> _Records shown_:
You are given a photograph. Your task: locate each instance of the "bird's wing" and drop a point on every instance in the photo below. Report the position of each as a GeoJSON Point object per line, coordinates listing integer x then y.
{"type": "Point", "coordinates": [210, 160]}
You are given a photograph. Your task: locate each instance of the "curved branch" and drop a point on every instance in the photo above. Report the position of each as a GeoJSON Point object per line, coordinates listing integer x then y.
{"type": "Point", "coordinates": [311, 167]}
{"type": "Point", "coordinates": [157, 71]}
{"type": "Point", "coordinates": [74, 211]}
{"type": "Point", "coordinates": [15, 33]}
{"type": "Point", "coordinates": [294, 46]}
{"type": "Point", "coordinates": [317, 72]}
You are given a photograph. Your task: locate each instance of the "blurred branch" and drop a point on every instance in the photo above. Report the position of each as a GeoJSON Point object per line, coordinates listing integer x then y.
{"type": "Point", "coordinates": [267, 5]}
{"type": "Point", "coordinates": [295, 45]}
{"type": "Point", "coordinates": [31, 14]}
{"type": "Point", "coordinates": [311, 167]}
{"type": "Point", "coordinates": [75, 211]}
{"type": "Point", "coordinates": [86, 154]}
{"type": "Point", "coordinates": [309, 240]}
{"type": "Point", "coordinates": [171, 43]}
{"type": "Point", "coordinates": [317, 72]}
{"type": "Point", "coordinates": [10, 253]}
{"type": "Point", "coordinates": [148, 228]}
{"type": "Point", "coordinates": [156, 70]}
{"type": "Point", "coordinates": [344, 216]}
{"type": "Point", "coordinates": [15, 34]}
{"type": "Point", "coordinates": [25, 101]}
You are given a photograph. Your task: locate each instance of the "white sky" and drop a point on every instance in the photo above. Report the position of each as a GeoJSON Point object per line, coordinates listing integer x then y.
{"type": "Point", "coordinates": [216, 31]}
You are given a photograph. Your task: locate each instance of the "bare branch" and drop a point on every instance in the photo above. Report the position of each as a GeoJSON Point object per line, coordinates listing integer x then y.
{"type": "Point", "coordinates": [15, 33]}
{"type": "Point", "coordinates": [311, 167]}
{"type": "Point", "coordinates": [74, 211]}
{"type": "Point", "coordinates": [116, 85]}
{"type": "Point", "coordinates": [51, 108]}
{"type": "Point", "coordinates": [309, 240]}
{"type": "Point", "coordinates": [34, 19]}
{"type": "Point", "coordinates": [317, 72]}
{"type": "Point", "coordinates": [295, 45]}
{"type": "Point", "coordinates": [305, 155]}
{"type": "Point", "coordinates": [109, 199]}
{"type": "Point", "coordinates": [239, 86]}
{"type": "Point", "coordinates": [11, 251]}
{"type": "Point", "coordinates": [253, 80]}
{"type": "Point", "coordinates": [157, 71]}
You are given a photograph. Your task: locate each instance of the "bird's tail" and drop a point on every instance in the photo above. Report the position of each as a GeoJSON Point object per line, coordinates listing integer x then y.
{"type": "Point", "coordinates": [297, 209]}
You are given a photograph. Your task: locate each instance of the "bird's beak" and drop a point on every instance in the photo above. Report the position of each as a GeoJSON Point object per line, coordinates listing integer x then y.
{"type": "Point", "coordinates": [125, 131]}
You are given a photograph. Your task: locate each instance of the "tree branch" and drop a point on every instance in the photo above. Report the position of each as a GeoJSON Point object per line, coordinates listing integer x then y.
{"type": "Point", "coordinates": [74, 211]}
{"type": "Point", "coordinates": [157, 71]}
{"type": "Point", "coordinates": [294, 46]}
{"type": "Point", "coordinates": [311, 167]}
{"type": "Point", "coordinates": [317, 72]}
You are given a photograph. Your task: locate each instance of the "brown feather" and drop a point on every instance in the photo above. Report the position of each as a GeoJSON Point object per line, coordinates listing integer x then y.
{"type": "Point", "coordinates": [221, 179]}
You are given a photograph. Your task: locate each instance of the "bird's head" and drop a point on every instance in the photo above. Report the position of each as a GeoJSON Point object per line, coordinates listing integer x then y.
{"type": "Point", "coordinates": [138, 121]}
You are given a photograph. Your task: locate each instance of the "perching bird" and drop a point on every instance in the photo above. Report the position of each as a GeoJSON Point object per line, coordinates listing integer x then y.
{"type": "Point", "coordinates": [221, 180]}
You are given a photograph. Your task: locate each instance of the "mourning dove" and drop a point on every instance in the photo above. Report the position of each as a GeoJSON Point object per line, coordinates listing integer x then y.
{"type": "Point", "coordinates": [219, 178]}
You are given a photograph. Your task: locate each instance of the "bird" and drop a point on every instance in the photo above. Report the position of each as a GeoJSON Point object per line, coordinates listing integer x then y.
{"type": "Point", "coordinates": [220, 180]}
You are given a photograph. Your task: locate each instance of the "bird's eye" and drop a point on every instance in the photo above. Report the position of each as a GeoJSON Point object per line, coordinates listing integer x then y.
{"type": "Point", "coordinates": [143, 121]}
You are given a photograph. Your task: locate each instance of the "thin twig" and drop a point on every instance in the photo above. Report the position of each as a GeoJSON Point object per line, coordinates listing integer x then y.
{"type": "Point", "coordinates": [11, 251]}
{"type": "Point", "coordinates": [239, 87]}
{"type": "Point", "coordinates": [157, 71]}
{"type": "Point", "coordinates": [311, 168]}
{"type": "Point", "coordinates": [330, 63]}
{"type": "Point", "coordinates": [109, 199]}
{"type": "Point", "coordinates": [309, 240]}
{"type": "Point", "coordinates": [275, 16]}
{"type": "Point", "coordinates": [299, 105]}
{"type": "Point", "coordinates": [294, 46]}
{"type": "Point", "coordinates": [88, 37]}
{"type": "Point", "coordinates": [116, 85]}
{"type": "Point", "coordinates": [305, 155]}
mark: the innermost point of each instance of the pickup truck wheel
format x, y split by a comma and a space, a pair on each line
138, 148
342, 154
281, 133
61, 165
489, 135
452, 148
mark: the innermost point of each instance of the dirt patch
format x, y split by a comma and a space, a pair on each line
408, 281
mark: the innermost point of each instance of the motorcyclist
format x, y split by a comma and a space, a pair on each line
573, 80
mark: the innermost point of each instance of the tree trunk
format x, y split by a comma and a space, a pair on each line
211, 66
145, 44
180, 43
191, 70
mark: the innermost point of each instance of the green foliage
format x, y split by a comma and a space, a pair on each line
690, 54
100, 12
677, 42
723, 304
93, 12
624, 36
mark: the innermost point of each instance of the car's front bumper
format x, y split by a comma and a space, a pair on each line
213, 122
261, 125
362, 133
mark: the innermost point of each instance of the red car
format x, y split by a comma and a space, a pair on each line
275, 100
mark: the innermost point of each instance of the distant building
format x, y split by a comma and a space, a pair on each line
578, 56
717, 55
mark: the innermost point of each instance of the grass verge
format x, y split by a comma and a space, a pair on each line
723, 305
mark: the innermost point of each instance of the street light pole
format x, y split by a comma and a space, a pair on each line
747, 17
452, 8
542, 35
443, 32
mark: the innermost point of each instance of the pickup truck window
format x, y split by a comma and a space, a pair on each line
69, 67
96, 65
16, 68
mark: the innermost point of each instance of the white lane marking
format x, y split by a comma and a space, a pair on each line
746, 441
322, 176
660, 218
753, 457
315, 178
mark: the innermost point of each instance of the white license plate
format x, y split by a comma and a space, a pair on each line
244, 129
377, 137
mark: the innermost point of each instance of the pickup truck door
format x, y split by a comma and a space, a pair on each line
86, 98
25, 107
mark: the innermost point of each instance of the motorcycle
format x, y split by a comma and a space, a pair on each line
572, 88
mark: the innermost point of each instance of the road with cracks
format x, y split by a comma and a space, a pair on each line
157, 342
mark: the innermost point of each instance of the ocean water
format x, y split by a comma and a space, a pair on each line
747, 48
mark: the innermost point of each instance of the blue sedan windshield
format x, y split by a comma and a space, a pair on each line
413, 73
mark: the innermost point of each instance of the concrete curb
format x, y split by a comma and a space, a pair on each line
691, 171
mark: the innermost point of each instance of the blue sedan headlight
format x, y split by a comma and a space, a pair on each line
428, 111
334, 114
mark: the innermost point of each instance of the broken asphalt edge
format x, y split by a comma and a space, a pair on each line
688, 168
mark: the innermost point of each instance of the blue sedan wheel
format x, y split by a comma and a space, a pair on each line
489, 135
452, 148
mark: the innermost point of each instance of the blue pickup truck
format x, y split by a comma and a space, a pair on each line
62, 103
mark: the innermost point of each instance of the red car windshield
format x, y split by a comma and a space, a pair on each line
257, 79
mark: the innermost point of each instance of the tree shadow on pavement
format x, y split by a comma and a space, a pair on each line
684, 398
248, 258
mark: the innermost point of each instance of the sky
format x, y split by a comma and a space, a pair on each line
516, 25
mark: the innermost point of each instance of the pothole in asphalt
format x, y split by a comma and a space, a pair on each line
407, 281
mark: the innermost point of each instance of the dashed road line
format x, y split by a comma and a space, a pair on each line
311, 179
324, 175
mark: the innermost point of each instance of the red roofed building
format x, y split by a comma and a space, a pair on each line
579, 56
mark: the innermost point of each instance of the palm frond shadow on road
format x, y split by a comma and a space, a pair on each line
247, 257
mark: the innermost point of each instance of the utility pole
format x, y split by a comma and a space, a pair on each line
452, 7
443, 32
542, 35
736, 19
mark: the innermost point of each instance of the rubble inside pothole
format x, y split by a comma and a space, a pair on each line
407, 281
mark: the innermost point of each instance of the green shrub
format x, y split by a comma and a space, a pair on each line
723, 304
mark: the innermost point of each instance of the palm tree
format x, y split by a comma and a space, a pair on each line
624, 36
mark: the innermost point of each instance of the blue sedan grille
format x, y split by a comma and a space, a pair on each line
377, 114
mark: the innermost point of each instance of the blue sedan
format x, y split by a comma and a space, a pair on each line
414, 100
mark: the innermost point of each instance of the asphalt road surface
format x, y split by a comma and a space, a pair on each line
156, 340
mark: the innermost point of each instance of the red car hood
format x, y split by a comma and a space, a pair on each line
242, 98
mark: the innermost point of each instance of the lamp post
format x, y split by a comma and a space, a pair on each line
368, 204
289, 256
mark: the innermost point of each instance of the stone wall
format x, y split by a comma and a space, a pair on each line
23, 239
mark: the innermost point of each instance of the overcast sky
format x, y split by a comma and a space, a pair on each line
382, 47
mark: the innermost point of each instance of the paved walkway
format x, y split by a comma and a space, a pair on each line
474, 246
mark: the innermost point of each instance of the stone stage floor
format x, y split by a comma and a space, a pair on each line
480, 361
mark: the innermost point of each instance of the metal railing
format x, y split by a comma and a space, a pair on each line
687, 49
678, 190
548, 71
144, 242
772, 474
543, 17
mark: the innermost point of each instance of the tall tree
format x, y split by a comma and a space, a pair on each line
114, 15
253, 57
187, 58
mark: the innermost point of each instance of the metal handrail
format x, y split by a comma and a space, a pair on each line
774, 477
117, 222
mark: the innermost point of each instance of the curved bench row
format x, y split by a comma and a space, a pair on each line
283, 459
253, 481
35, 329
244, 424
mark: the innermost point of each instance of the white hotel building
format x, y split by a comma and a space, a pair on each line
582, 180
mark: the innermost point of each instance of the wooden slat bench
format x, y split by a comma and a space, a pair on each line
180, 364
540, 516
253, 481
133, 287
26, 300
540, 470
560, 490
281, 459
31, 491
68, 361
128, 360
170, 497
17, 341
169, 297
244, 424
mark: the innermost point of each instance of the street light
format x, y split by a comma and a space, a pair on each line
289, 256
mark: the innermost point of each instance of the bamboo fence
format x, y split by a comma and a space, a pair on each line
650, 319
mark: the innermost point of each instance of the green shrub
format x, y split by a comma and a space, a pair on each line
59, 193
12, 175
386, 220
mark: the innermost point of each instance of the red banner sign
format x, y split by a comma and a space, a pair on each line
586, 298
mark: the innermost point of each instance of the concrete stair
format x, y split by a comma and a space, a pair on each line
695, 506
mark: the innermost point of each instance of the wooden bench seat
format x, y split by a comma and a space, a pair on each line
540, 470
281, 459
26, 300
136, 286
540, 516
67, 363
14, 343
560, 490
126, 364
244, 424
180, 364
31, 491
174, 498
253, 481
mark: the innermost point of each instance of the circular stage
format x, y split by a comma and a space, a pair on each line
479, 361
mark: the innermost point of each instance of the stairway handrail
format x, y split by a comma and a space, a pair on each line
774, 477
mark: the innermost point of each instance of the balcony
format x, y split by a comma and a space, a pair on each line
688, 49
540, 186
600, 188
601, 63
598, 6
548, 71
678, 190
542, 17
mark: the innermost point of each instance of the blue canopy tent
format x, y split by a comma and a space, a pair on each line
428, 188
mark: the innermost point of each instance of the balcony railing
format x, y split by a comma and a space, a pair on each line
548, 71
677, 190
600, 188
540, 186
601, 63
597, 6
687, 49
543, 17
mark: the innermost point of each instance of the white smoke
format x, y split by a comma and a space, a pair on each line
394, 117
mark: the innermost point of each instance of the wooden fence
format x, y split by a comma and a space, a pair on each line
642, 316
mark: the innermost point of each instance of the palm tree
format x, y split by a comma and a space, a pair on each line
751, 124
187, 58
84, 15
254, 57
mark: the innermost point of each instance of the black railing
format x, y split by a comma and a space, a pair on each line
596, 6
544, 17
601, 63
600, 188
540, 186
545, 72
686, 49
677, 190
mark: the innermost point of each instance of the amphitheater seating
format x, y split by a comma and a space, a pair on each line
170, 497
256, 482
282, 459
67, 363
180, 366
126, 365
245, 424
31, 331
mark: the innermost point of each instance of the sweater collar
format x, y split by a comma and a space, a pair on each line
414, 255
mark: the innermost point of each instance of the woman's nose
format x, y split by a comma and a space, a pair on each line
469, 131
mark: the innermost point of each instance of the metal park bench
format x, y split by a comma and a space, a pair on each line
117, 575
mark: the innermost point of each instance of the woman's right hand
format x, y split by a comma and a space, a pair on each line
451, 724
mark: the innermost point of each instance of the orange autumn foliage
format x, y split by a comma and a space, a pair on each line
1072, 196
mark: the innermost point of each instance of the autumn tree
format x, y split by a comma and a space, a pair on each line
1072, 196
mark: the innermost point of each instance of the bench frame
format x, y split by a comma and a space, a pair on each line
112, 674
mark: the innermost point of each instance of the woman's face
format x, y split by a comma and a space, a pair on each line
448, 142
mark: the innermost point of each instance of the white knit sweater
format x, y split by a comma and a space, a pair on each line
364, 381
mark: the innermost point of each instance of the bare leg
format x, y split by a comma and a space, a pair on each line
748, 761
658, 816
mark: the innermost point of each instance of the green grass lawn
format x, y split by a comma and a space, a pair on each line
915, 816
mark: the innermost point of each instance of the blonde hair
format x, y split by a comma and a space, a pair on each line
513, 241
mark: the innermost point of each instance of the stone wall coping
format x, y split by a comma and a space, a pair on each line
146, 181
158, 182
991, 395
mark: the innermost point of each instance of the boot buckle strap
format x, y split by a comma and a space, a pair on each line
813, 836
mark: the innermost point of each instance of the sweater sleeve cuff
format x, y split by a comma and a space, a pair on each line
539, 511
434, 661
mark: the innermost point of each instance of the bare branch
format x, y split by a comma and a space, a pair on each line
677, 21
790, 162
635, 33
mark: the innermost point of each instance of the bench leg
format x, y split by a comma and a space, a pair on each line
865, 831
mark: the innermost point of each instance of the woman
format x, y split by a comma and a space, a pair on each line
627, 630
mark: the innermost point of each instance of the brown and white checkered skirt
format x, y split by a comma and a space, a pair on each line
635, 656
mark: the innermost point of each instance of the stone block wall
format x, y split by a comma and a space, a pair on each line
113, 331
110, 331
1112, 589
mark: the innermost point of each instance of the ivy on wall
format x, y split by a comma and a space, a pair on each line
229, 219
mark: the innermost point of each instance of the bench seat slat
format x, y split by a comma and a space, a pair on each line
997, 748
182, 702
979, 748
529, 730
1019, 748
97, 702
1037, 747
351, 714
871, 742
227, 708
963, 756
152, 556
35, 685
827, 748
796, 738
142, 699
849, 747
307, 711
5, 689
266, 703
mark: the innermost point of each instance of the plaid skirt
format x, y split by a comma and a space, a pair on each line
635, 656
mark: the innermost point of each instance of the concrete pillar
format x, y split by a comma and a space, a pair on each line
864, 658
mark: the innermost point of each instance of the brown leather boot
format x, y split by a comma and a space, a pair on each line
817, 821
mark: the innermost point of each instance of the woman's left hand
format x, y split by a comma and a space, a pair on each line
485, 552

> _Problem description_:
Could you reproduce verbatim the lines of the records, starting at the line that contains "mark: the innermost point of each instance of the brown leather" and ending at the final line of the records?

> _Problem solution_:
mark: the innermost point of each instance of the brown leather boot
format x, y split by a comma and a space, a pair on each line
817, 821
mark: the innermost point of each instance of the woman's left hand
format x, y split by a comma and a space, a pair on each line
485, 552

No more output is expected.